The answer is to consist only of an exact retyping of the lines from the one containing "Annotation task — tag each instance of the sneaker" to the end of the entries, without pictures.

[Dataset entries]
---------------

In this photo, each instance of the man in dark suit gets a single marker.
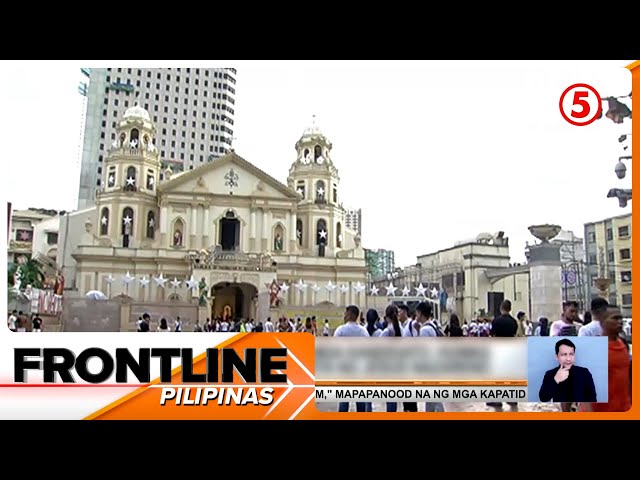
(567, 382)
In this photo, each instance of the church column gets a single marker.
(292, 232)
(164, 221)
(265, 231)
(252, 236)
(206, 228)
(194, 226)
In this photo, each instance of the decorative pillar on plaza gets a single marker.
(545, 271)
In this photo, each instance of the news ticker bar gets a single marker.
(413, 393)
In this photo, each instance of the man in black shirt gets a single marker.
(504, 325)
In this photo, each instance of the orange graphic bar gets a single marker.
(421, 383)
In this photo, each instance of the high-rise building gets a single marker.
(353, 220)
(608, 249)
(193, 109)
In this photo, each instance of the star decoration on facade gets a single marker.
(231, 178)
(191, 283)
(391, 290)
(421, 290)
(160, 281)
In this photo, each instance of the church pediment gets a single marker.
(229, 174)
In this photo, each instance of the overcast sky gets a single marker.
(432, 151)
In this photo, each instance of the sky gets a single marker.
(433, 152)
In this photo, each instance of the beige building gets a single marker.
(225, 223)
(608, 245)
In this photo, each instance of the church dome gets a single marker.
(137, 112)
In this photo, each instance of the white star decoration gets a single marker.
(191, 283)
(420, 290)
(160, 281)
(391, 290)
(359, 288)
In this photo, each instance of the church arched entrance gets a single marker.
(234, 300)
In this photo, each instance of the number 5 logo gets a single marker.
(580, 104)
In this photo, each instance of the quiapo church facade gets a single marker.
(225, 236)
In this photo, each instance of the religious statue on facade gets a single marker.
(277, 243)
(202, 293)
(177, 238)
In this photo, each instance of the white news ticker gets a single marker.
(452, 394)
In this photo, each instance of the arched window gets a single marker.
(134, 138)
(320, 191)
(104, 221)
(299, 231)
(322, 234)
(130, 181)
(151, 224)
(127, 226)
(178, 229)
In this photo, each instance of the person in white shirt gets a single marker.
(268, 325)
(351, 328)
(599, 308)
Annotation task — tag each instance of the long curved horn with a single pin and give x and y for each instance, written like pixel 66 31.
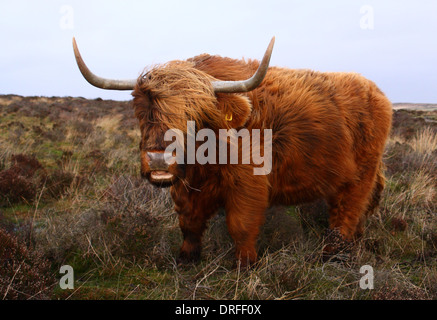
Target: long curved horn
pixel 251 83
pixel 98 81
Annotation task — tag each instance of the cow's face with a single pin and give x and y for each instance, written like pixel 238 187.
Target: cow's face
pixel 166 97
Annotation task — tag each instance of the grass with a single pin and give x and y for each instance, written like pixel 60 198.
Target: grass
pixel 121 236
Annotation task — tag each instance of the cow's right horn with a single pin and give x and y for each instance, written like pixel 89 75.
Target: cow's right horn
pixel 98 81
pixel 251 83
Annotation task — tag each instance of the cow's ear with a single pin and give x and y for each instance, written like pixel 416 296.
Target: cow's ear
pixel 236 109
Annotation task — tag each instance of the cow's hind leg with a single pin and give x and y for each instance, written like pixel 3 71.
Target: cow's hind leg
pixel 374 201
pixel 348 208
pixel 245 213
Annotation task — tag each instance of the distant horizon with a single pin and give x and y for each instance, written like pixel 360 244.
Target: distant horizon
pixel 390 42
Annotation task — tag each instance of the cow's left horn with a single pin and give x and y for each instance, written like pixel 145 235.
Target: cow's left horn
pixel 249 84
pixel 98 81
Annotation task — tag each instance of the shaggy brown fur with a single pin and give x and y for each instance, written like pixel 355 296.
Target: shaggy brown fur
pixel 329 132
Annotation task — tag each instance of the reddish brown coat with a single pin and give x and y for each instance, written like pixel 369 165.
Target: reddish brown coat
pixel 329 132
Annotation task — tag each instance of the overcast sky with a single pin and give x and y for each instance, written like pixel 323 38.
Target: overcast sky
pixel 392 42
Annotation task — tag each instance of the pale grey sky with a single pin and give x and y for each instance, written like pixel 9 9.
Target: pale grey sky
pixel 392 42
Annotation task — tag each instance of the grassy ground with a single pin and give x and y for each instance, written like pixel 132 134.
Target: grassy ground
pixel 70 194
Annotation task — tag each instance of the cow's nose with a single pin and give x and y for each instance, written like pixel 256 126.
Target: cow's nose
pixel 159 160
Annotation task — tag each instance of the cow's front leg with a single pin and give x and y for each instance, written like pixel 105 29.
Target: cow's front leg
pixel 192 225
pixel 194 213
pixel 245 213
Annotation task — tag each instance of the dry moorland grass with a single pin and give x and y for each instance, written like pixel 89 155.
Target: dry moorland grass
pixel 70 193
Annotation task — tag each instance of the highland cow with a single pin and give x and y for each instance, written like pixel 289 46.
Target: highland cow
pixel 329 132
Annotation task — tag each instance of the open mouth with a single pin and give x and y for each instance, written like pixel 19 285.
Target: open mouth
pixel 159 175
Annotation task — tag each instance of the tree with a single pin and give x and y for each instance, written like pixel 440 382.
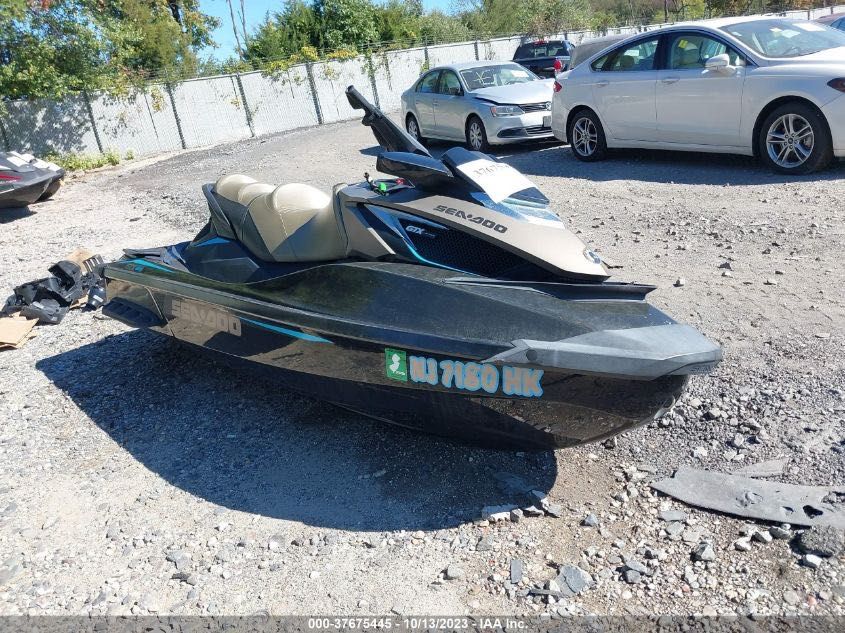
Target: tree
pixel 345 23
pixel 57 46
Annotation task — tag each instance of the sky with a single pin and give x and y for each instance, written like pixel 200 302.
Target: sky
pixel 255 12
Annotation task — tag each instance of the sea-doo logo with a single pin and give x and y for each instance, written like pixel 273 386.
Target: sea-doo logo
pixel 214 319
pixel 477 219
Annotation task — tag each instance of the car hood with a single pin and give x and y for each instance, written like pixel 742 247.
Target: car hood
pixel 531 92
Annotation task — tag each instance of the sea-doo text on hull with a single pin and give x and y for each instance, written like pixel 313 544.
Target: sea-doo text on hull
pixel 448 299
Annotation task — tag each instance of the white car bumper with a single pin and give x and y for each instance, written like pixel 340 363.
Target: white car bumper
pixel 834 112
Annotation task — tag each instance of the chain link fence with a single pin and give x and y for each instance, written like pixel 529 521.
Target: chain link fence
pixel 201 112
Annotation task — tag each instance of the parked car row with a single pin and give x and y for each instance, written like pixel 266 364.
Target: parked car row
pixel 768 87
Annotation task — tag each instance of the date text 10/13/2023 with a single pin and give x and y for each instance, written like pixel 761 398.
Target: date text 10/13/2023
pixel 466 376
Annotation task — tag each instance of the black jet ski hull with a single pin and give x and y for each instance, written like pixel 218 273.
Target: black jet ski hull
pixel 24 194
pixel 406 378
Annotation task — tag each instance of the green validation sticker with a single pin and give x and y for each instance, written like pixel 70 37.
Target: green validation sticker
pixel 395 364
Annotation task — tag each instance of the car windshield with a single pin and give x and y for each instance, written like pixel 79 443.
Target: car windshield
pixel 498 75
pixel 542 49
pixel 786 38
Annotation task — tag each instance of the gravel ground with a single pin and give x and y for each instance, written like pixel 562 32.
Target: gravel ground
pixel 137 478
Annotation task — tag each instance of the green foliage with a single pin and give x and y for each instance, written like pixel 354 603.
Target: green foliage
pixel 56 47
pixel 83 162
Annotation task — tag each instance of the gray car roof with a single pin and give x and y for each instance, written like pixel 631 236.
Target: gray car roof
pixel 483 62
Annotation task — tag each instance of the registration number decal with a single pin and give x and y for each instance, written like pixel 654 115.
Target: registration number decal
pixel 465 376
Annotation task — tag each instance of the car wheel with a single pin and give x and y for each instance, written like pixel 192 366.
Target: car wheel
pixel 51 190
pixel 476 135
pixel 794 139
pixel 414 128
pixel 586 136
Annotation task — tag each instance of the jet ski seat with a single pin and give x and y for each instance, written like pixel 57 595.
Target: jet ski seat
pixel 289 223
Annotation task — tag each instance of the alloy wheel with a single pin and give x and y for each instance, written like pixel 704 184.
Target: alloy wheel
pixel 476 136
pixel 790 141
pixel 585 137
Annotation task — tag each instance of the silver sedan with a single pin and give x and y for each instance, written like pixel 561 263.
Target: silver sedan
pixel 479 103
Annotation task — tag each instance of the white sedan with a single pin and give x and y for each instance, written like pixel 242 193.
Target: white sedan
pixel 767 87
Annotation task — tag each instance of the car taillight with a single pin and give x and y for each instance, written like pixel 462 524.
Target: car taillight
pixel 837 84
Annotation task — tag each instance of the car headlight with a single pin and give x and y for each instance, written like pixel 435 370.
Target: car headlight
pixel 506 110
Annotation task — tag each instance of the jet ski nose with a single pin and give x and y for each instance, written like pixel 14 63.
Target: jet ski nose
pixel 641 353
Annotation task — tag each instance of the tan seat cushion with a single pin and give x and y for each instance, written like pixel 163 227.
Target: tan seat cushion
pixel 288 223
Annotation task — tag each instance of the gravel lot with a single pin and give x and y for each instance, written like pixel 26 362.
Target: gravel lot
pixel 137 478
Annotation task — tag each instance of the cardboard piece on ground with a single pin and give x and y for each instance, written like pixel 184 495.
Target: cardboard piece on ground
pixel 78 256
pixel 755 498
pixel 15 331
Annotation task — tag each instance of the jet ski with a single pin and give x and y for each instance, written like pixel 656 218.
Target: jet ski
pixel 447 298
pixel 25 179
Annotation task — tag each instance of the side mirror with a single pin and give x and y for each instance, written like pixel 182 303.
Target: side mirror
pixel 718 62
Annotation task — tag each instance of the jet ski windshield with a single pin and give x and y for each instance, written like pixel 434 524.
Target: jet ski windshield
pixel 519 209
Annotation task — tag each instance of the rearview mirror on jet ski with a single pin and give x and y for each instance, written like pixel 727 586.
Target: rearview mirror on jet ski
pixel 451 299
pixel 389 135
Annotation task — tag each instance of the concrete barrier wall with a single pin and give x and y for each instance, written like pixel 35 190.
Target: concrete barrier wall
pixel 207 111
pixel 211 111
pixel 330 82
pixel 395 72
pixel 279 102
pixel 142 123
pixel 43 126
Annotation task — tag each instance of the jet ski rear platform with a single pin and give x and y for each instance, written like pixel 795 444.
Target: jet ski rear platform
pixel 476 315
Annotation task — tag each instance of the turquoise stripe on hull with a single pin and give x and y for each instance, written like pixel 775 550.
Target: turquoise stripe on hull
pixel 287 332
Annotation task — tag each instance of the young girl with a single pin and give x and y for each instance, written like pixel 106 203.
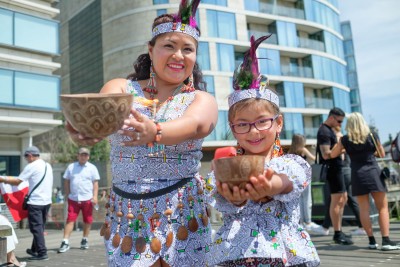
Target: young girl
pixel 261 222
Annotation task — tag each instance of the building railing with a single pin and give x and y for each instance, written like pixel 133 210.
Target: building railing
pixel 281 10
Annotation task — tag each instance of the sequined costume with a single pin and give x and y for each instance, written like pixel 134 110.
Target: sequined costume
pixel 265 230
pixel 134 171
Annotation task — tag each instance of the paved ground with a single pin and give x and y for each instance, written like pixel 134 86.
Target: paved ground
pixel 331 255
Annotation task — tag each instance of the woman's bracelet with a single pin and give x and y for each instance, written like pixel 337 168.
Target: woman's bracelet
pixel 157 138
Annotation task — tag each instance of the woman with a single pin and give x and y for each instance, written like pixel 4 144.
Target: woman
pixel 156 213
pixel 298 147
pixel 12 242
pixel 365 180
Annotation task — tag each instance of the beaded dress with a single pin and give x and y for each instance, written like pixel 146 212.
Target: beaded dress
pixel 268 230
pixel 135 171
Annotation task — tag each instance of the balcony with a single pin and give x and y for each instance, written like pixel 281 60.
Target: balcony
pixel 311 44
pixel 317 102
pixel 273 39
pixel 304 72
pixel 281 11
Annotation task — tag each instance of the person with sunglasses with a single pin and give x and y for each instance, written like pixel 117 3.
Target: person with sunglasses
pixel 335 185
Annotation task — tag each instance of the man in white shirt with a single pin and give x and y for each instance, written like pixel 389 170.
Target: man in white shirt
pixel 81 187
pixel 39 175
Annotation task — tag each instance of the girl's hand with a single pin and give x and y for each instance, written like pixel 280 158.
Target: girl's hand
pixel 260 187
pixel 236 196
pixel 139 128
pixel 79 138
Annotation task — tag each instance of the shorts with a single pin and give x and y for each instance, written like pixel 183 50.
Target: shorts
pixel 336 181
pixel 75 206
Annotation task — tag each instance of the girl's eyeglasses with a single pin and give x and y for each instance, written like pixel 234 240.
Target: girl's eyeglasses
pixel 261 125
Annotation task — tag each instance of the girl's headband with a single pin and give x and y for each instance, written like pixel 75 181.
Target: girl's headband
pixel 247 81
pixel 184 21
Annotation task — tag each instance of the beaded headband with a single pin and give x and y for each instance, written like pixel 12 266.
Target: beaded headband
pixel 184 21
pixel 247 81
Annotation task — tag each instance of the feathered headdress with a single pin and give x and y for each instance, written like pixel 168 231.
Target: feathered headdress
pixel 184 21
pixel 247 81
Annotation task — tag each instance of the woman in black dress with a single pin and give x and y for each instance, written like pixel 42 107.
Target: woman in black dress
pixel 365 176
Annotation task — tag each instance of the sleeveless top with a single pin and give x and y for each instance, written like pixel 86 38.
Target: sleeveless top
pixel 134 171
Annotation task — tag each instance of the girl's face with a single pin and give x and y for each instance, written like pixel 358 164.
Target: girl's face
pixel 173 56
pixel 257 142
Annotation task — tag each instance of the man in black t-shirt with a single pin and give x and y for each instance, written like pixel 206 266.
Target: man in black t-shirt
pixel 326 140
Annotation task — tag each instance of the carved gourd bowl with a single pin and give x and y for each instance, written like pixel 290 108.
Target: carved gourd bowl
pixel 96 115
pixel 237 170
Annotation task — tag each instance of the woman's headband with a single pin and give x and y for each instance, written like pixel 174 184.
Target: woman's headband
pixel 184 21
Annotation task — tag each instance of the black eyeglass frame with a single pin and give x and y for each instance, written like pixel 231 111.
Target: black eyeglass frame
pixel 254 124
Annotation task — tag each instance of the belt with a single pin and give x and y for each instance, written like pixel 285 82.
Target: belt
pixel 153 194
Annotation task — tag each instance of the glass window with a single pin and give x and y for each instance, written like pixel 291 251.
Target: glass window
pixel 28 28
pixel 287 34
pixel 341 99
pixel 203 56
pixel 294 95
pixel 221 24
pixel 226 59
pixel 6 91
pixel 293 124
pixel 251 5
pixel 37 90
pixel 159 2
pixel 215 2
pixel 161 12
pixel 6 26
pixel 269 61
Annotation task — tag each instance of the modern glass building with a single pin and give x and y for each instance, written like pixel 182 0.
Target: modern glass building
pixel 306 64
pixel 351 68
pixel 29 91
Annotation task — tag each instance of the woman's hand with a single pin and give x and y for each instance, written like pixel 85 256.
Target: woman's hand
pixel 79 138
pixel 235 195
pixel 139 128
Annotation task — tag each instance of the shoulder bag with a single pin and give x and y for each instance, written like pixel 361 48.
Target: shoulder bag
pixel 26 198
pixel 319 171
pixel 385 172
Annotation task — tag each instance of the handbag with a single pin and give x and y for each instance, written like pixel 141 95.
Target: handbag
pixel 319 172
pixel 385 172
pixel 26 198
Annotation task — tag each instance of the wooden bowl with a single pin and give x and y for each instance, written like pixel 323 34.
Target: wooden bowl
pixel 96 115
pixel 237 170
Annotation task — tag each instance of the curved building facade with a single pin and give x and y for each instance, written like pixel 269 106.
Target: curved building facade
pixel 306 63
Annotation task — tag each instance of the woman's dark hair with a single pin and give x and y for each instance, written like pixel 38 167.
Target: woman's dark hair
pixel 143 62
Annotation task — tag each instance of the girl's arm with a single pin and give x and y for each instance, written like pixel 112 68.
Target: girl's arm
pixel 268 185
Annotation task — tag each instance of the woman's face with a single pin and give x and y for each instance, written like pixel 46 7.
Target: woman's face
pixel 173 56
pixel 257 142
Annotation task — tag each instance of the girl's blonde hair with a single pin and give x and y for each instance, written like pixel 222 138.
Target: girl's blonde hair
pixel 357 129
pixel 297 146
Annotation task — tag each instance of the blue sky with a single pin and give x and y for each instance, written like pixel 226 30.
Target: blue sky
pixel 376 34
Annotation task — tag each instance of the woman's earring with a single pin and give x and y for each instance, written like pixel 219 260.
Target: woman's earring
pixel 278 151
pixel 239 150
pixel 151 85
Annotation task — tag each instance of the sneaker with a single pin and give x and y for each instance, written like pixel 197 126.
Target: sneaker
pixel 40 258
pixel 84 244
pixel 30 252
pixel 390 246
pixel 373 246
pixel 319 230
pixel 342 239
pixel 63 248
pixel 358 231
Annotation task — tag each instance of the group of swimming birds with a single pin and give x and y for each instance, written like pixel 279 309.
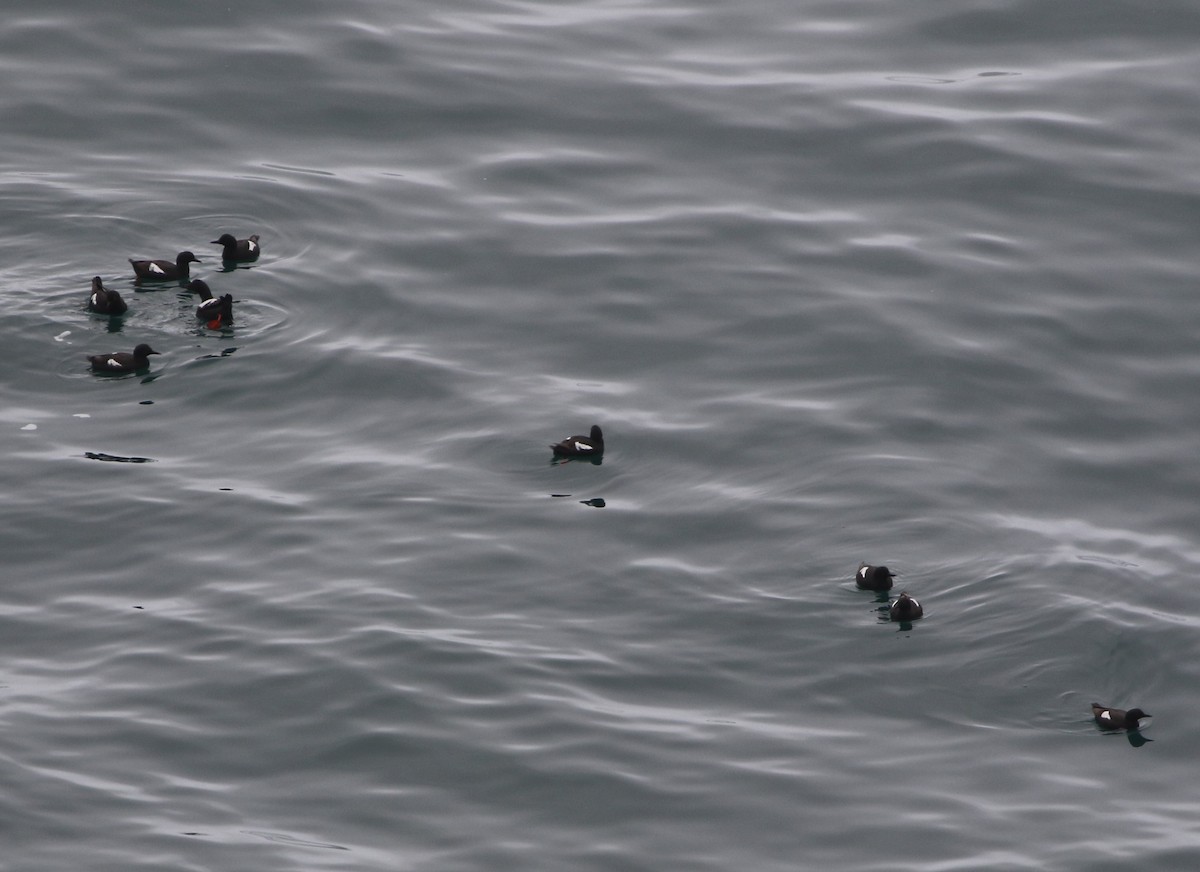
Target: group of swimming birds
pixel 905 608
pixel 214 311
pixel 219 311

---------------

> Finished task:
Annotation task — tag each instance of the sneaker with a single pin and give x and y for each instance, written like pixel 197 126.
Target: sneaker
pixel 40 258
pixel 84 244
pixel 30 252
pixel 390 246
pixel 373 246
pixel 319 230
pixel 342 239
pixel 63 248
pixel 358 231
Annotation task — tag each instance of the group of swimming birds with a single pin and give x and y for each instance, written like pixel 279 309.
Target: group of swimming birds
pixel 905 608
pixel 214 311
pixel 219 311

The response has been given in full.